START Data in this exercise

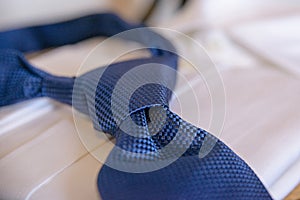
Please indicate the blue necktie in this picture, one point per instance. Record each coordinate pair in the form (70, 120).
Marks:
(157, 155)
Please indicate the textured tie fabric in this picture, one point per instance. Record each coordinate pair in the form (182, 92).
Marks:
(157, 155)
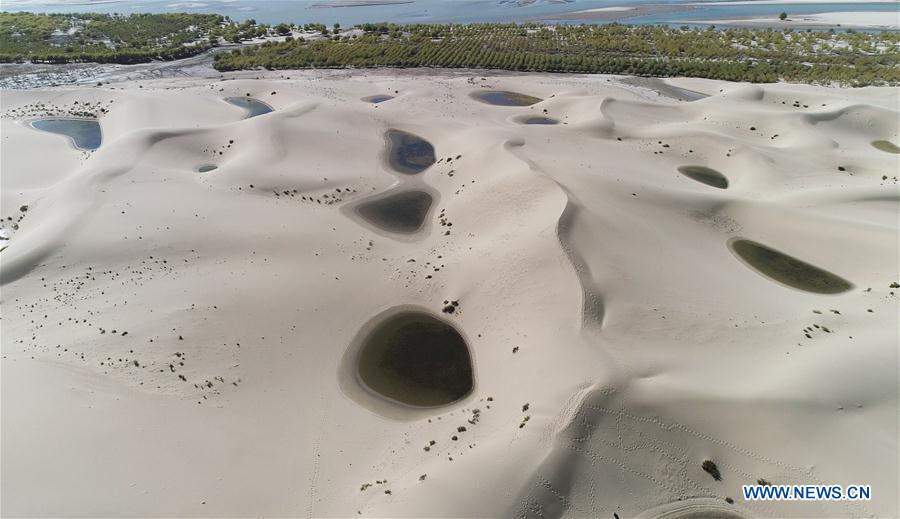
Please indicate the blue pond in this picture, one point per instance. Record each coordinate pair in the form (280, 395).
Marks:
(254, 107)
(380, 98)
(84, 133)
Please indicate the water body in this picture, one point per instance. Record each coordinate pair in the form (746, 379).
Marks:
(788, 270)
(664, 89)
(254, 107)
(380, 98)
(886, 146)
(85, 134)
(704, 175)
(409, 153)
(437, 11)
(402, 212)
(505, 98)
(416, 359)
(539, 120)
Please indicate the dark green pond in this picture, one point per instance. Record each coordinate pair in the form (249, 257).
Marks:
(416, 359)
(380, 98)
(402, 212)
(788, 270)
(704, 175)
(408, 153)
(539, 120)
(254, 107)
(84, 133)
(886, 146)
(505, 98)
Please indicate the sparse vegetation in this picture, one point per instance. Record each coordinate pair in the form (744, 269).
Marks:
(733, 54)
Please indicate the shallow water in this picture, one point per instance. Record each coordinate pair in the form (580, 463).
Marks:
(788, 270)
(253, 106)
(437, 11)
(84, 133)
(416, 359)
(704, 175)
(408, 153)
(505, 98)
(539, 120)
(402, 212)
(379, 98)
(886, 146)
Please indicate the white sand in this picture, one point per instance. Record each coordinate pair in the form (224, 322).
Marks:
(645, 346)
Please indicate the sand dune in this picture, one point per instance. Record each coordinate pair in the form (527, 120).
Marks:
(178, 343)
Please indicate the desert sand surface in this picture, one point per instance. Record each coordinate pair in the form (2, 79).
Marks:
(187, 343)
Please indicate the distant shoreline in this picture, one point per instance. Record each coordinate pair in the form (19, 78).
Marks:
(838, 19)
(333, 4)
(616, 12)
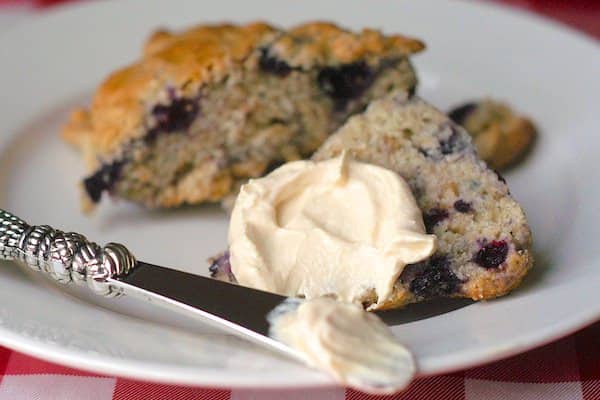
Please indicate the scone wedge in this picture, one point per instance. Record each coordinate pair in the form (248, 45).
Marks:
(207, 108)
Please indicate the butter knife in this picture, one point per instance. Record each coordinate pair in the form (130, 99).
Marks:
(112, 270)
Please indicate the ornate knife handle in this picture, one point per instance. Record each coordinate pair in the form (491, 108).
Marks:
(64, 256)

END Data in this exercise

-- Work task --
Look through the records and count each line that holds "pond". Write only the total.

-- Exercise result --
2